» **Input**
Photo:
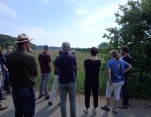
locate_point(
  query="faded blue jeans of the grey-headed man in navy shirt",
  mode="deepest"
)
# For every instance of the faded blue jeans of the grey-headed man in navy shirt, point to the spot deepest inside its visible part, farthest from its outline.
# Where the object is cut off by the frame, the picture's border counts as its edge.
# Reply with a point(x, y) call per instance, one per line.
point(71, 89)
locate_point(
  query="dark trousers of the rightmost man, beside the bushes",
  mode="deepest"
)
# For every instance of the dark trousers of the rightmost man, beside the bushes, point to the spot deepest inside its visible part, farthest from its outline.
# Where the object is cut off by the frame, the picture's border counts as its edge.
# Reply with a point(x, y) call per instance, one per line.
point(125, 94)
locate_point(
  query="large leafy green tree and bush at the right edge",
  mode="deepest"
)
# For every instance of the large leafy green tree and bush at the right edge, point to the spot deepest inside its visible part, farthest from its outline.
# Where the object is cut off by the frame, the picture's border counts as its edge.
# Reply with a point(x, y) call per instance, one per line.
point(133, 29)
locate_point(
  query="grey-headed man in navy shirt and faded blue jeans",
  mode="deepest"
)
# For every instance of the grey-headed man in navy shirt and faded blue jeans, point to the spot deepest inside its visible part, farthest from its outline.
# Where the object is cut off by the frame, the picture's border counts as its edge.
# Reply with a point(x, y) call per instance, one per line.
point(66, 64)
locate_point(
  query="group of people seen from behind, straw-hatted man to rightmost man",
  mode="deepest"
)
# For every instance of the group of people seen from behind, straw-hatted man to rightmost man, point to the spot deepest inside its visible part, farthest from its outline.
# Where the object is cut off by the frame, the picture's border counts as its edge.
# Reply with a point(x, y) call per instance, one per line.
point(22, 69)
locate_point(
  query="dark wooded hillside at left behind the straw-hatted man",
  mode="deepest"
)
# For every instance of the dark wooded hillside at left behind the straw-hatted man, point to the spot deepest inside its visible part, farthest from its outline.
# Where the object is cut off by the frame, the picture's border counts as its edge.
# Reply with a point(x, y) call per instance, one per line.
point(6, 40)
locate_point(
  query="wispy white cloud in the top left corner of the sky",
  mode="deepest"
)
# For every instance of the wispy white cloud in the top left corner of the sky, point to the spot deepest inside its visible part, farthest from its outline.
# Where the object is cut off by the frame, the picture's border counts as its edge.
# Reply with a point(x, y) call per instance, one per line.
point(6, 10)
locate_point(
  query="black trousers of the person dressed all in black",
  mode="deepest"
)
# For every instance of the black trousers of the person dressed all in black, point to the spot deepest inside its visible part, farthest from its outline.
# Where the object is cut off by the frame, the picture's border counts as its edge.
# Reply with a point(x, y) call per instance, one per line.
point(88, 88)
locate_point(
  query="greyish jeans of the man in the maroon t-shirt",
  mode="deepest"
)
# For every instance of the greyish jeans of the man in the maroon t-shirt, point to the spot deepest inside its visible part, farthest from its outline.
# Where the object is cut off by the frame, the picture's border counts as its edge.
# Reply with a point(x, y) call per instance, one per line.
point(44, 80)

» **What to do**
What is needed is every line of the records above that contains the word "person".

» **Your response**
  query="black trousers of the person dressed all in black",
# For every instance of the black trousers of the person dressed all in black, point to the spot deepest inside its visible part, farthest from its outline.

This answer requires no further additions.